§ **RECORDS**
START

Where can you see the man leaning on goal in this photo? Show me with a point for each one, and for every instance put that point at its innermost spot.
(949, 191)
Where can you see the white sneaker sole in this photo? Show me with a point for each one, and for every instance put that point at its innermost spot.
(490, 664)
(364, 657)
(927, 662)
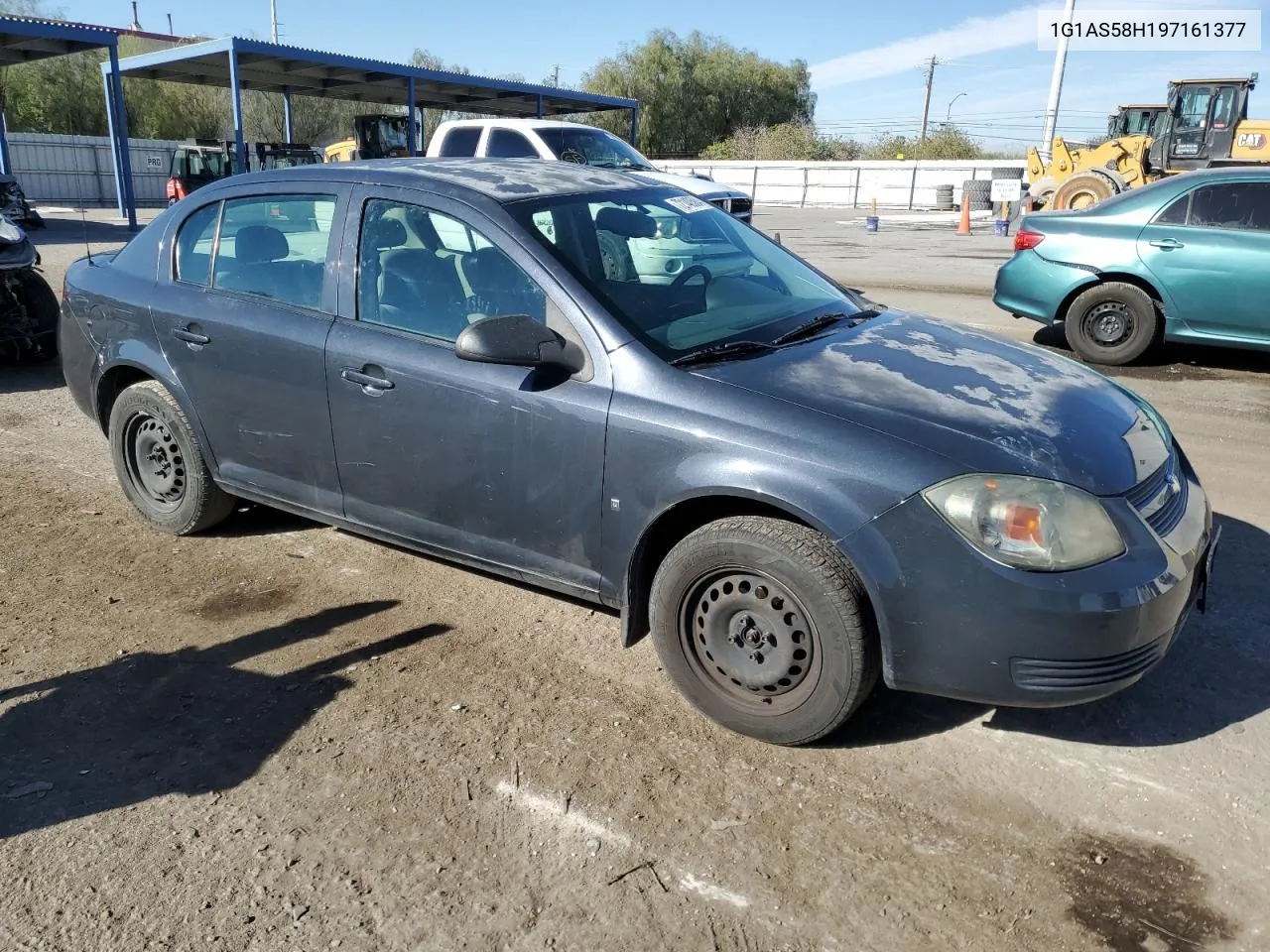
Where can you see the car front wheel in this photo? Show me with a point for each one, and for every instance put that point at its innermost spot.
(159, 465)
(1111, 322)
(762, 626)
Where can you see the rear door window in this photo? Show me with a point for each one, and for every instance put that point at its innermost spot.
(275, 246)
(1234, 204)
(460, 143)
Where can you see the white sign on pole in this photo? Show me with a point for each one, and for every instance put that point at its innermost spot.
(1007, 189)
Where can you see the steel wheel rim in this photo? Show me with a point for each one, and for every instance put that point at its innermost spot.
(749, 640)
(155, 462)
(1109, 324)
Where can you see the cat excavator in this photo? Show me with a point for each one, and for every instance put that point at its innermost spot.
(1205, 125)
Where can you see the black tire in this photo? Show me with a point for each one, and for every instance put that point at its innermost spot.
(173, 489)
(42, 307)
(1112, 324)
(776, 588)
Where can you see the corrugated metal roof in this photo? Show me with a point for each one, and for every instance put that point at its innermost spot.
(276, 67)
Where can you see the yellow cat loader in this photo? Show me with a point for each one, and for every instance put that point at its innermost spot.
(1205, 125)
(373, 137)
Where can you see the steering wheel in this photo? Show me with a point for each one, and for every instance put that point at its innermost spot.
(691, 272)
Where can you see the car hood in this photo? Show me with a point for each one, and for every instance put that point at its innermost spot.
(701, 188)
(987, 403)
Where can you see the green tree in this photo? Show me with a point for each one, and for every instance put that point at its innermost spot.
(698, 90)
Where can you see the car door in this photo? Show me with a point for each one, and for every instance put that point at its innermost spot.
(243, 320)
(499, 463)
(1209, 250)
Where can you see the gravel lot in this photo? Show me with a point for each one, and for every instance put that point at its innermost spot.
(282, 737)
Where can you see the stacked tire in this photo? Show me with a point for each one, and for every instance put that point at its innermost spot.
(979, 193)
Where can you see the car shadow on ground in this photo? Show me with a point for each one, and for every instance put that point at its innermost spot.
(150, 725)
(1170, 361)
(1216, 675)
(254, 520)
(30, 379)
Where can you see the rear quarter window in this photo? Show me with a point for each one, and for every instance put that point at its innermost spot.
(140, 257)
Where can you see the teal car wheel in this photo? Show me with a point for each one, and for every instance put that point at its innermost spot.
(1111, 324)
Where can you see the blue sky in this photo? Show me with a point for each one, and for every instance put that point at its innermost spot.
(865, 56)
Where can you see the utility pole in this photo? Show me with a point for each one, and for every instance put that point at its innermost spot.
(1056, 89)
(926, 116)
(926, 105)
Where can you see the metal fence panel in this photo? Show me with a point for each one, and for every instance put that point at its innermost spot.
(76, 171)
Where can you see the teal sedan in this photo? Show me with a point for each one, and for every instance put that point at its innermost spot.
(1185, 258)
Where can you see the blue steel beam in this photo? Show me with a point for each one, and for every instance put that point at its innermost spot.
(121, 127)
(411, 125)
(236, 100)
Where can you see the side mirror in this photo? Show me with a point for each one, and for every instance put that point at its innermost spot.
(518, 340)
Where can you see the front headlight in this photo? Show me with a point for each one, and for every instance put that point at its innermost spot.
(1028, 524)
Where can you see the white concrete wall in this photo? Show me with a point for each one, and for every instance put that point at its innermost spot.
(843, 184)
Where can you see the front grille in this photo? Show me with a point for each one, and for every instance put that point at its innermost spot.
(1161, 498)
(1042, 674)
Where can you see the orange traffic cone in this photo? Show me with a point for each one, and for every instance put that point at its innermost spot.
(964, 227)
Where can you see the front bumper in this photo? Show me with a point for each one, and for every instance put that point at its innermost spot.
(1030, 286)
(957, 625)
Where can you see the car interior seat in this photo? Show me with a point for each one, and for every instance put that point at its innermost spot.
(257, 252)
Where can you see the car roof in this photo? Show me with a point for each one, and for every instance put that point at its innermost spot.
(499, 179)
(512, 121)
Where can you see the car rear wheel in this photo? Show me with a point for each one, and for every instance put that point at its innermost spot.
(159, 465)
(1111, 322)
(762, 626)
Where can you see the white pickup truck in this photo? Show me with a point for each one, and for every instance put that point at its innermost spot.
(572, 143)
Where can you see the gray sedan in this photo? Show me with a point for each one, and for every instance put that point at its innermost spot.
(795, 492)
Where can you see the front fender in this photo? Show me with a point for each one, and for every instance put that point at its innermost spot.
(712, 486)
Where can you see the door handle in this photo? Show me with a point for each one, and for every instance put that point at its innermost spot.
(190, 336)
(365, 380)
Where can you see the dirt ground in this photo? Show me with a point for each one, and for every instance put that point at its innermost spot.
(282, 737)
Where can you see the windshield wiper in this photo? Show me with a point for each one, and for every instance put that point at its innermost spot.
(821, 321)
(722, 352)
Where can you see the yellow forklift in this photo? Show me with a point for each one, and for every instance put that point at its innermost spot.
(375, 137)
(1205, 125)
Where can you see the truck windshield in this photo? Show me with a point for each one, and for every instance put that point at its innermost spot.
(680, 275)
(589, 146)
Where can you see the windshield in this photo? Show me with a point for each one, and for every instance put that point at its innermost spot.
(679, 273)
(199, 164)
(590, 146)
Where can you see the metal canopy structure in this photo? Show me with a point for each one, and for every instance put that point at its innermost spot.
(24, 40)
(273, 67)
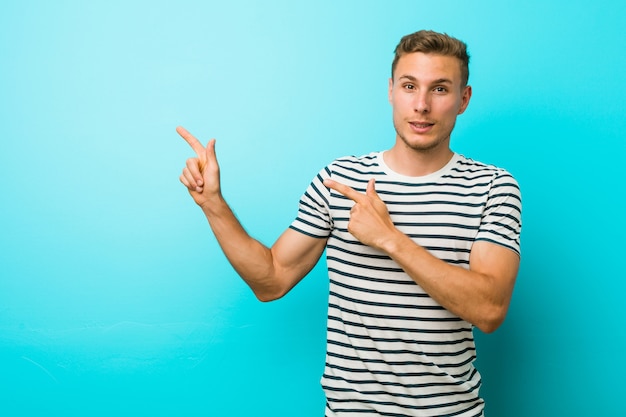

END

How many lines of the records above contain the word "steel"? Reply with the number alone.

2